▸ **Artigo**
O texto, a seguir, me foi enviado pelo jornalista e meu amigo Julio Gomes e posto aqui em razão da criatividade no manuseio da produtora textual com a
Língua Portuguesa.
Alie-se à criatividade, a competência literária, pois o texto atiça a
nossa imaginação ao provocar imagens de grande poder de sedução.
Credita-se a sua autoria, a uma aluna da UFPE - Universidade Federal
de Pernambuco, em um concurso promovido pela instituição, para professor
titular da cadeira de Gramática da Língua Portuguesa.
Desnecessário dizer que a autora foi aprovada no referido concurso; certamente, com louvor.
Amor gramatical
Era a terceira vez que aquele substantivo e aquele artigo se
encontravam no elevador. Um substantivo masculino, com um aspecto
plural, com alguns anos bem vividos pelas preposições da vida. E o
artigo era bem definido, feminino, singular: era ainda novinha, mas com
um maravilhoso predicado nominal.
Era ingênua, silábica, um pouco átona, até ao contrário dele: um
sujeito oculto, com todos os vícios de linguagem, fanáticos por leituras
e filmes ortográficos. O substantivo gostou dessa situação: os dois
sozinhos, num lugar sem ninguém ver e ouvir. E sem perder essa
oportunidade, começou a se insinuar, a perguntar, a conversar.
O artigo feminino deixou as reticências de lado, e permitiu esse
pequeno índice. De repente, o elevador pára, só com os dois lá dentro:
ótimo, pensou o substantivo, mais um bom motivo para provocar alguns
sinônimos. Pouco tempo depois, já estavam bem entre parênteses, quando o
elevador recomeça a se movimentar: só que em vez de descer, sobe e pára
justamente no andar do substantivo. Ele usou de toda a sua flexão
verbal, e entrou com ela em seu aposto.
Ligou o fonema, e ficaram alguns instantes em silêncio, ouvindo uma
fonética clássica, bem suave e gostosa. Prepararam uma sintaxe dupla
para ele e um hiato com gelo para ela. Ficaram conversando, sentados num
vocativo, quando ele começou outra vez a se insinuar.
Ela foi deixando, ele foi usando seu forte adjunto adverbial, e
rapidamente chegaram a um imperativo, todos os vocábulos diziam que
iriam terminar num transitivo direto.

▸ **Tarefa obrigatória 1**
Apresente cada linha da listagem em que figure a palavra "handle", considerando a distinção entre maiúsculas e minúsculas.
O artigo e a listagem provêm de fontes distintas.

(Itens listados em um conjunto de dados)

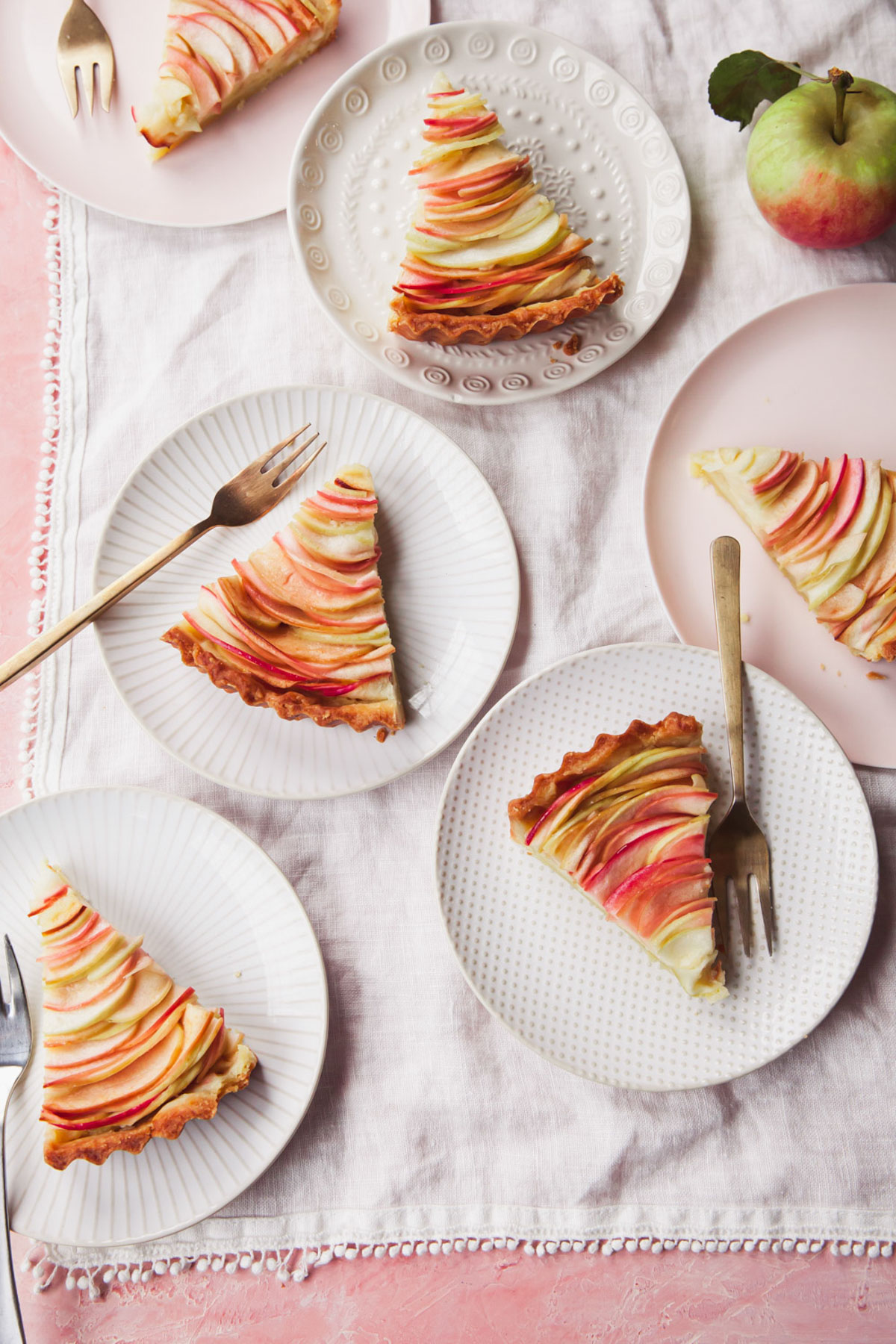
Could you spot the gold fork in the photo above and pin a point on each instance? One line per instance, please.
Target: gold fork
(738, 848)
(84, 43)
(243, 499)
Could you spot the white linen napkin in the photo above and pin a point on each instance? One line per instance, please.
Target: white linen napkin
(432, 1124)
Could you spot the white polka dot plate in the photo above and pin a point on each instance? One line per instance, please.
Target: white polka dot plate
(449, 573)
(218, 915)
(578, 989)
(598, 149)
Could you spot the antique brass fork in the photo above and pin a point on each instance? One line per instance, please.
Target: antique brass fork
(84, 43)
(738, 848)
(15, 1053)
(252, 494)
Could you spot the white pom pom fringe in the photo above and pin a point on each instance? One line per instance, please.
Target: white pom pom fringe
(296, 1265)
(43, 497)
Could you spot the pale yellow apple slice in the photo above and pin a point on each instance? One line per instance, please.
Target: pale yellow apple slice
(830, 527)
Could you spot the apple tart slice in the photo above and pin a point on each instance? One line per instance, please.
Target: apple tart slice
(626, 823)
(300, 625)
(829, 526)
(128, 1054)
(220, 53)
(488, 255)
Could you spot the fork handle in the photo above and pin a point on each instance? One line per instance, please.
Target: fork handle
(726, 591)
(11, 1327)
(100, 603)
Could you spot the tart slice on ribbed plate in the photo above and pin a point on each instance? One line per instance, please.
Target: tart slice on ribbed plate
(829, 526)
(128, 1054)
(220, 53)
(488, 255)
(626, 823)
(300, 625)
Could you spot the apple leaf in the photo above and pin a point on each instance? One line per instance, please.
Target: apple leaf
(741, 82)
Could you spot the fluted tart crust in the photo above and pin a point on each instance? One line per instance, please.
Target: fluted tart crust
(625, 821)
(128, 1054)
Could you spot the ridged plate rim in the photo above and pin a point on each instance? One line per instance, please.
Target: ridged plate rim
(399, 355)
(501, 655)
(307, 932)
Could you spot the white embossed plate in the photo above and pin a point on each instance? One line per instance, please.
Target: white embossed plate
(234, 171)
(220, 917)
(581, 991)
(449, 571)
(598, 148)
(766, 385)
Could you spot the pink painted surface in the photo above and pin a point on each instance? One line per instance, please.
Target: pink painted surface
(501, 1296)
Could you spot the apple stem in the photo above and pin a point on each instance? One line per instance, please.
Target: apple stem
(841, 81)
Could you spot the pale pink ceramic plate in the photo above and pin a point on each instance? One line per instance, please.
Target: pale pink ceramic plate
(234, 171)
(815, 376)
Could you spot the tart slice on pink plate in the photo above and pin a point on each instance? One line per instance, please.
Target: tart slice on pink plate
(128, 1054)
(830, 529)
(488, 255)
(625, 823)
(220, 53)
(300, 626)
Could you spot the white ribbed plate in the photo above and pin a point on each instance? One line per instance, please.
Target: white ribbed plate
(598, 148)
(449, 571)
(217, 914)
(581, 991)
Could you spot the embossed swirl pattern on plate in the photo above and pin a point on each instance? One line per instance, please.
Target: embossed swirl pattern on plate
(598, 152)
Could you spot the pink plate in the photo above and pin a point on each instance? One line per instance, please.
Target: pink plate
(783, 381)
(234, 171)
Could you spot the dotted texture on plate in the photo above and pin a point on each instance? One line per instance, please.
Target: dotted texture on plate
(449, 576)
(218, 915)
(579, 989)
(598, 149)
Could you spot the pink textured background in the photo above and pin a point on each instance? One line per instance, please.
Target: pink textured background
(501, 1296)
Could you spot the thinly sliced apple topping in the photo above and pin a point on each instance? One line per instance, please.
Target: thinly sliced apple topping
(218, 53)
(829, 526)
(484, 240)
(121, 1039)
(626, 823)
(301, 624)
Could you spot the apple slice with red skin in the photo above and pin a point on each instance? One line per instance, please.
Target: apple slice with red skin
(107, 1124)
(649, 918)
(255, 25)
(653, 878)
(682, 800)
(290, 27)
(783, 468)
(180, 1054)
(49, 900)
(65, 914)
(87, 933)
(146, 1075)
(234, 40)
(842, 606)
(211, 46)
(801, 487)
(72, 1060)
(82, 994)
(877, 576)
(673, 841)
(198, 75)
(785, 535)
(836, 517)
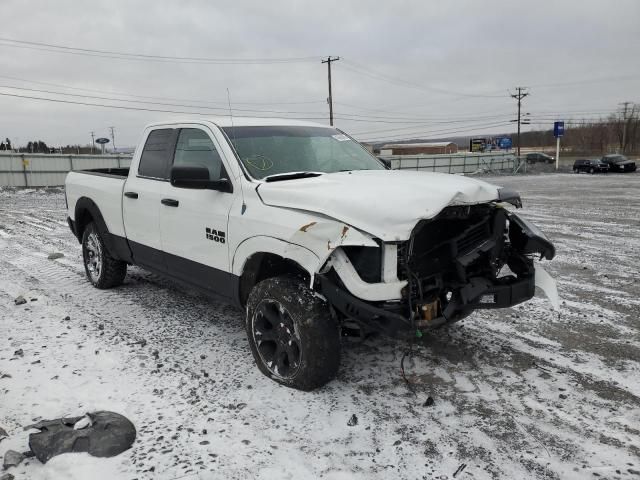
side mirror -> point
(197, 178)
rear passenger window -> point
(157, 154)
(195, 149)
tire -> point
(302, 348)
(102, 270)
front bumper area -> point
(393, 318)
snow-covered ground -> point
(518, 393)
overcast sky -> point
(407, 69)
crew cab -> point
(300, 226)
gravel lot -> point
(526, 392)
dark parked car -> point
(590, 166)
(539, 157)
(619, 163)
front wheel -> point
(102, 270)
(292, 335)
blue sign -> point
(558, 129)
(505, 143)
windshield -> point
(272, 150)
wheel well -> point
(83, 218)
(263, 265)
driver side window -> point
(195, 149)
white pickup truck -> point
(307, 231)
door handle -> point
(169, 202)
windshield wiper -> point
(290, 176)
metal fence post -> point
(24, 171)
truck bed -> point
(102, 187)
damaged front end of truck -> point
(467, 257)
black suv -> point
(539, 157)
(619, 163)
(590, 166)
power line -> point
(449, 131)
(70, 87)
(223, 111)
(122, 107)
(357, 68)
(9, 42)
(470, 120)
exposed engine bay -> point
(468, 257)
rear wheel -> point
(293, 338)
(102, 270)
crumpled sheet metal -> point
(109, 435)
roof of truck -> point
(242, 122)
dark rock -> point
(59, 436)
(12, 459)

▸ **Tarefa obrigatória 2**
Transcreva o trecho do artigo sobre o amor gramatical que começa em "O texto, a seguir, me" e termina em "poder de sedução.".

▸ **Resposta desenvolvida 1**
Could you spot the fork handle in the photo above and pin a point on each instance? One line per instance, please.
Target: fork handle
door handle -> point

▸ **Resposta desenvolvida 2**
O texto, a seguir, me foi enviado pelo jornalista e meu amigo Julio Gomes e posto aqui em razão da criatividade no manuseio da produtora textual com a
Língua Portuguesa.
Alie-se à criatividade, a competência literária, pois o texto atiça a
nossa imaginação ao provocar imagens de grande poder de sedução.